◆ WHAT THE EXERCISE ASKS ◆
This exercise needs the complete data reproduced exactly.

(Dataset records)
-=-=-=-=-

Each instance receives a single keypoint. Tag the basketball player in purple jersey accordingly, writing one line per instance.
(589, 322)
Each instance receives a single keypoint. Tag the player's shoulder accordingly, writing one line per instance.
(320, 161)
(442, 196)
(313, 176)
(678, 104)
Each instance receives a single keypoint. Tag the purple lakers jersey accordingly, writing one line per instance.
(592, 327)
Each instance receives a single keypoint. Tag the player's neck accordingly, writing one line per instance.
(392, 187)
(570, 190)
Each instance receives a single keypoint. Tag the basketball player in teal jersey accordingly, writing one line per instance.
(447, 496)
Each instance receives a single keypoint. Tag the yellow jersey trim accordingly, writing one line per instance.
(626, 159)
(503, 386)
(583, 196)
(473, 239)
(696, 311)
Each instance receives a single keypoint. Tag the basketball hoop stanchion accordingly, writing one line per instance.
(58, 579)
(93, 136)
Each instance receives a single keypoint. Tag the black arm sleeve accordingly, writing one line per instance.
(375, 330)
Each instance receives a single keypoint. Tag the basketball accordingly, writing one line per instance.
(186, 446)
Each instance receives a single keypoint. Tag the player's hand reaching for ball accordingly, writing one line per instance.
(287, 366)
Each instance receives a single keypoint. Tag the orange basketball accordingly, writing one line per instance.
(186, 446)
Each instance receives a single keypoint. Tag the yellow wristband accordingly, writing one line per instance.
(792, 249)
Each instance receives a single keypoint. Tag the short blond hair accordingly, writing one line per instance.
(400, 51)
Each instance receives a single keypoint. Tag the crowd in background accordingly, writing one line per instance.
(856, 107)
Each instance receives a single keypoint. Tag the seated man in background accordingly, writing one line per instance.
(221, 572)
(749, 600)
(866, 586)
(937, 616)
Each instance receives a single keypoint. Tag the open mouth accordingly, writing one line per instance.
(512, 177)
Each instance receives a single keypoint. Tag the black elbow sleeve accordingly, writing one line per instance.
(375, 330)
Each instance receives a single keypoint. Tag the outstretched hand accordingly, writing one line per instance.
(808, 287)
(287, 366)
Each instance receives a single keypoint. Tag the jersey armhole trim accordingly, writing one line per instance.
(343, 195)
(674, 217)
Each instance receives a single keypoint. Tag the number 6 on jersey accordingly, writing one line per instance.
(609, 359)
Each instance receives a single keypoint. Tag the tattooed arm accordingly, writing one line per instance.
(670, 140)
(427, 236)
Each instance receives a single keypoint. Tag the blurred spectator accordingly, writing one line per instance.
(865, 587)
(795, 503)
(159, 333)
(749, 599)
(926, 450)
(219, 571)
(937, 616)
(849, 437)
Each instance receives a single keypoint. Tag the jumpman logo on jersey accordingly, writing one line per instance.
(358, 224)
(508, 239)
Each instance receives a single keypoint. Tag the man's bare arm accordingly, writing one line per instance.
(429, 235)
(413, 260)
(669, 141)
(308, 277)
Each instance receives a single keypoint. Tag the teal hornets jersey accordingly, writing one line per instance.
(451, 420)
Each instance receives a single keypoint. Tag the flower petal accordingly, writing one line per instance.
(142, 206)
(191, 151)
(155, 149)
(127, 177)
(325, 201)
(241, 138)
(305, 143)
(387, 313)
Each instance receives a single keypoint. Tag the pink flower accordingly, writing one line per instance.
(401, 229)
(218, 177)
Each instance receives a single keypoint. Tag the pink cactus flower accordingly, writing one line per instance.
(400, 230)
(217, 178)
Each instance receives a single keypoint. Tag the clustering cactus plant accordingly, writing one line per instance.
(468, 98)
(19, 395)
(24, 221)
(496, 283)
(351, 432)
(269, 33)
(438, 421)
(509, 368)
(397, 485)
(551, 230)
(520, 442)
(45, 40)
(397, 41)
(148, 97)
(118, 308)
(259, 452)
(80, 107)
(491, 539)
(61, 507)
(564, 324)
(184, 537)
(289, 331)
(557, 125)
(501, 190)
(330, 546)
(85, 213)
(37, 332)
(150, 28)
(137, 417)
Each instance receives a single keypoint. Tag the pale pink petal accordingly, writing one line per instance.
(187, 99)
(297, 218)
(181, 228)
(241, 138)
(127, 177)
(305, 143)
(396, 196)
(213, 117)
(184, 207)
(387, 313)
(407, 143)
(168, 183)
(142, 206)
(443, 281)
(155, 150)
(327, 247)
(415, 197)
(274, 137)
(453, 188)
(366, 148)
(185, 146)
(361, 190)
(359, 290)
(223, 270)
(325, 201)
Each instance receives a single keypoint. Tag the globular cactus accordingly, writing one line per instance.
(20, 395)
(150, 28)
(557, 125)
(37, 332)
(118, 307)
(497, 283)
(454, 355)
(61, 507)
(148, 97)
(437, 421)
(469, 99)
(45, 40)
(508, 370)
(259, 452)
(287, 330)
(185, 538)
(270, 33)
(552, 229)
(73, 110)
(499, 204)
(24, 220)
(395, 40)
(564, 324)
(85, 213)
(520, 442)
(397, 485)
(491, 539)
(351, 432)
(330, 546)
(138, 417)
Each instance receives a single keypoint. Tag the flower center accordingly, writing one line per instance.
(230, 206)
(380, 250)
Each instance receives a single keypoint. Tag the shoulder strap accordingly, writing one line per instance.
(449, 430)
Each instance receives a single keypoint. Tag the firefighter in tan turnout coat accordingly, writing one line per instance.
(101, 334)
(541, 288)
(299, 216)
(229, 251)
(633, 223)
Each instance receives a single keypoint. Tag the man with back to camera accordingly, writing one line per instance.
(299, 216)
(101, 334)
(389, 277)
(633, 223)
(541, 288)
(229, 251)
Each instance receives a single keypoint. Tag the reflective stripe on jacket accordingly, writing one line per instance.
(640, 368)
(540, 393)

-=-=-=-=-

◆ TASK RESPONSE ◆
Each instance receives a single keypoint. Tag the basketball player in purple jersey accordingly, writing one line per instance.
(589, 322)
Each instance receives a single keypoint. Tag the player's shoulder accordingly, writing one line per instance.
(320, 161)
(442, 196)
(313, 176)
(678, 104)
Each instance receives a single keypoint. Tag the purple lakers jersey accordingly, writing one line per instance.
(592, 327)
Each instance receives a single keypoint. Tag the player's neck accordingly, writing one line per instance.
(392, 187)
(570, 190)
Each instance receives a single keypoint. Tag the basketball player in teal jersey accordingly, writing one line per instance.
(447, 496)
Each instance receives a single keypoint. Tag the yellow jersey trim accordingly, writing one line per instance.
(626, 159)
(503, 386)
(583, 196)
(473, 239)
(696, 311)
Each instance receives a single keypoint. Tag the basketball hoop stanchion accordingly, writing one line per instance.
(58, 579)
(93, 136)
Each instance receives a single keypoint. Tag the black arm sleeve accordingly, writing one line per instance.
(375, 330)
Each instance receives a single keypoint. Tag the basketball accordingly, writing one line per instance.
(186, 446)
Each instance receives a single keypoint. Tag the player's hand reaching for ball accordingly, writing one line per instance.
(287, 366)
Each instance receives a single keypoint. Tag the orange basketball accordingly, writing one line per instance.
(186, 446)
Each instance receives a single keypoint. Tag the yellow wristband accordingly, writing one line per instance.
(792, 249)
Each instance receives a single keypoint. Tag the short blond hair accordingly, writing one line per instance.
(400, 51)
Each instance receives a single keypoint. Tag the crowd in background accordingly, writing one line per instance.
(856, 107)
Each instance receives a single keypoint. Tag the seated man in background accordingly, writing one line per instance.
(221, 572)
(749, 600)
(866, 586)
(937, 616)
Each instance receives a single keypoint. Tag the open mouth accordingly, writing one line per instance.
(512, 177)
Each instance receives a single keypoint. Tag the black elbow sleeve accordingly, writing one line per instance.
(375, 330)
Each instance receives a single keypoint. Tag the outstretched hand accordingly, writing one line per instance.
(808, 287)
(287, 366)
Each instance receives a single keypoint. Tag the jersey armhole trim accordingly, writing one line per instance.
(343, 195)
(674, 217)
Each instance receives a single keypoint. Tag the number 6 on jersey accordingly, writing one line per instance.
(609, 359)
Each instance receives a single keypoint. Tag the tattooed arm accordingly, writing one line per instance.
(670, 140)
(427, 236)
Each instance receives a single keypoint. Tag the blurred spectator accordingly, writing one line per instance.
(865, 587)
(795, 503)
(159, 333)
(749, 599)
(926, 450)
(219, 571)
(937, 616)
(849, 437)
Each instance receives a single keypoint. Tag the jumpman logo on jersey accordingly, writing one line per instance.
(358, 224)
(508, 239)
Each instance receives a single keypoint. Tag the man's bare arm accordingly, writing one line per instance.
(429, 235)
(413, 260)
(669, 141)
(308, 277)
Each instance receives a single keypoint. Tag the teal hornets jersey accordingly, writing one line per instance.
(451, 420)
Each instance receives a single keypoint. Tag the flower petal accordingly, writing one line per instance.
(142, 206)
(191, 151)
(155, 149)
(127, 177)
(325, 201)
(241, 138)
(305, 143)
(387, 313)
Each instance receives a single keypoint. Tag the pink flower accordingly, writing one line per instance.
(401, 229)
(218, 177)
Each instance receives a single keypoint. Tag the pink cactus flower accordingly, writing one line per instance.
(400, 230)
(217, 178)
Each instance receives a single keypoint. Tag the clustering cactus plant accordingly, writing one line per instance.
(468, 98)
(19, 395)
(24, 221)
(496, 283)
(351, 432)
(269, 33)
(438, 421)
(509, 368)
(397, 485)
(551, 230)
(520, 442)
(45, 40)
(397, 41)
(148, 97)
(118, 308)
(259, 452)
(80, 107)
(491, 539)
(61, 507)
(564, 324)
(184, 537)
(289, 331)
(557, 125)
(501, 190)
(330, 546)
(85, 213)
(37, 332)
(150, 28)
(137, 417)
Each instance receives a single keypoint. Tag the pale pink petal accordingly, writing one line per instance.
(187, 99)
(297, 218)
(181, 228)
(241, 138)
(127, 177)
(305, 143)
(396, 196)
(213, 117)
(184, 207)
(387, 313)
(407, 143)
(168, 183)
(142, 206)
(443, 281)
(155, 150)
(327, 247)
(415, 197)
(274, 137)
(453, 188)
(366, 148)
(185, 146)
(361, 190)
(359, 290)
(223, 270)
(325, 201)
Each instance receives a single keypoint. Tag the globular cactus accordingly, writing one line per instance.
(20, 395)
(150, 28)
(557, 125)
(37, 332)
(118, 307)
(497, 283)
(454, 355)
(61, 507)
(148, 97)
(437, 421)
(469, 99)
(45, 40)
(508, 370)
(259, 452)
(287, 330)
(185, 538)
(270, 33)
(552, 229)
(73, 110)
(499, 204)
(24, 220)
(395, 40)
(564, 324)
(85, 213)
(520, 442)
(397, 485)
(491, 539)
(351, 432)
(330, 546)
(138, 417)
Each instance receives a single keypoint. Tag the flower center accordingly, writing one line per instance.
(230, 206)
(380, 250)
Each instance receives a single keypoint. Tag the shoulder strap accordingly, writing one line per instance.
(449, 430)
Each instance receives a single keypoint. Tag the firefighter in tan turnout coat accordingly, writing one line per instance.
(101, 334)
(541, 288)
(299, 216)
(229, 251)
(633, 223)
Each instance receives a single keypoint. Tag the man with back to camera accordingly, writing one line per instance.
(299, 216)
(101, 334)
(389, 277)
(633, 223)
(541, 288)
(229, 251)
Each instance receives a single keypoint. Tag the reflective stripe on jacket accordingly, writing one line per instance.
(640, 368)
(540, 393)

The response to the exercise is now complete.